- **Exercise aim**
What is needed is an exact copy of the lines in the listing below, from the one with "Give a dot for each instance of the basket" up to and including the one with "<point>167,277</point>", with no other lines.

- **Task inputs**

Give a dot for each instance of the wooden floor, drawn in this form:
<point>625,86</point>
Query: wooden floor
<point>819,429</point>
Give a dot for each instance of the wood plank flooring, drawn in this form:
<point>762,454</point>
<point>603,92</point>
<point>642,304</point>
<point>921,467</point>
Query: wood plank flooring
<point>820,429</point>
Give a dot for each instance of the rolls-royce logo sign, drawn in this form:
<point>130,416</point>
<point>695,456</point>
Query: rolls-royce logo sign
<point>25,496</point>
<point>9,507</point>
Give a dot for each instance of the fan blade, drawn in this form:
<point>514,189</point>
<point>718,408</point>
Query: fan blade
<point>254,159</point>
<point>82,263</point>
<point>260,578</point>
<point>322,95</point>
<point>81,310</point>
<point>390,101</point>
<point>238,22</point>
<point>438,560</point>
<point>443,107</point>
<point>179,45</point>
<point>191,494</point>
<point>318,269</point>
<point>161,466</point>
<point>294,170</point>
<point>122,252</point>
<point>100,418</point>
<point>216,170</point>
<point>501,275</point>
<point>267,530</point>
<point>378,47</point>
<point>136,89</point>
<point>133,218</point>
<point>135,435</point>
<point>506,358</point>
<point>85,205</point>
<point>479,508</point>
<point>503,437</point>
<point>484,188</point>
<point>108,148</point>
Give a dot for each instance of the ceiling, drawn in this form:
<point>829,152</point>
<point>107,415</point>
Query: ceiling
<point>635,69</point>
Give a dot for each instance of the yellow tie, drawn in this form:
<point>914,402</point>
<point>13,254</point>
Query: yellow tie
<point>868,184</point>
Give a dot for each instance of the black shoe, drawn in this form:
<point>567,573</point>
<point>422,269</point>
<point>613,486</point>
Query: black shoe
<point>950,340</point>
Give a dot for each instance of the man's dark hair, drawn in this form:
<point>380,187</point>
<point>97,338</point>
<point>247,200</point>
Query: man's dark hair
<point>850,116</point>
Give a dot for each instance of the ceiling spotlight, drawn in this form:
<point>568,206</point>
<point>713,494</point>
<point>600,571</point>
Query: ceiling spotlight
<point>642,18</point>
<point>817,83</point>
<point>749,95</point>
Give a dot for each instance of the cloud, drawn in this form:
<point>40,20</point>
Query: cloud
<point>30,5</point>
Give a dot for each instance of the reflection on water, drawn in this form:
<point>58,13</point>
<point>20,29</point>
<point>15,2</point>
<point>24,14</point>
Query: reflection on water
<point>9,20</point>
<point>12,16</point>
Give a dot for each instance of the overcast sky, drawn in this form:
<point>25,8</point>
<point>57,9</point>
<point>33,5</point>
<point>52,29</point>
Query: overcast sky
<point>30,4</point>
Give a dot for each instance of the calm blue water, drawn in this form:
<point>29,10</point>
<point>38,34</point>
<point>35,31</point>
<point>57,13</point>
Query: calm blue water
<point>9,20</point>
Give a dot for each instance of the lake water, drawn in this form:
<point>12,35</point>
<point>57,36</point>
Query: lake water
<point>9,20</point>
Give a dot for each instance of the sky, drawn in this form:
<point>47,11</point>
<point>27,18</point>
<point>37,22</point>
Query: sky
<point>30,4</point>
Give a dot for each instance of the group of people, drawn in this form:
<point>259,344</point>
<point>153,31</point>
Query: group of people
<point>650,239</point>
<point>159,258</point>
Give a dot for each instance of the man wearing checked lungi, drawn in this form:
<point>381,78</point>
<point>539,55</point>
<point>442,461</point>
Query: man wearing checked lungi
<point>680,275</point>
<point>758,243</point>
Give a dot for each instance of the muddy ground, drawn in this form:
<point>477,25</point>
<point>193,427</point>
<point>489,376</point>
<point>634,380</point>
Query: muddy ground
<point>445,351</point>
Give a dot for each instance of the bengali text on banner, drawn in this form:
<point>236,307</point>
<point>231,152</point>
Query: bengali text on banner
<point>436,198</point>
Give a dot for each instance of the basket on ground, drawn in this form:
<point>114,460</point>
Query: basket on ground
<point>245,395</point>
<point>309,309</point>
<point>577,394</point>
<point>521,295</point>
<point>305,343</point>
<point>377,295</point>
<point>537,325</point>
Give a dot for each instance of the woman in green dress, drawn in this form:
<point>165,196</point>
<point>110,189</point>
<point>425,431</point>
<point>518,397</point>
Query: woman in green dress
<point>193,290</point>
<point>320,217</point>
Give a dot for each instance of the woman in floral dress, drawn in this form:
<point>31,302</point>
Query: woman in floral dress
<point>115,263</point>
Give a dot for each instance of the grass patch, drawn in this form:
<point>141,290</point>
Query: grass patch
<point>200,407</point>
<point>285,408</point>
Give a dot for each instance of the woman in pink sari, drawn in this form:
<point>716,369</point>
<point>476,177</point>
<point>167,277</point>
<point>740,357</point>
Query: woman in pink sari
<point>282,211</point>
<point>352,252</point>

- **Result**
Give a dot for each instance of the basket on ground, drawn in this form:
<point>114,460</point>
Query: basket on ground
<point>245,395</point>
<point>309,309</point>
<point>577,394</point>
<point>521,295</point>
<point>305,343</point>
<point>377,295</point>
<point>537,325</point>
Give a dot for each instance of the woman in green dress, drawn in this form:
<point>165,196</point>
<point>110,189</point>
<point>425,431</point>
<point>518,397</point>
Query: woman in green dress
<point>193,290</point>
<point>320,217</point>
Give a dot for each instance of the woman in floral dress, drawn in this form:
<point>31,302</point>
Query: woman in floral dress
<point>115,263</point>
Give a dot for each instance of the grass patch, drawn in this form:
<point>141,290</point>
Query: grass patch
<point>200,407</point>
<point>285,408</point>
Give a dot for each instance of the woman in pink sari, drawn in this form:
<point>716,369</point>
<point>476,177</point>
<point>167,277</point>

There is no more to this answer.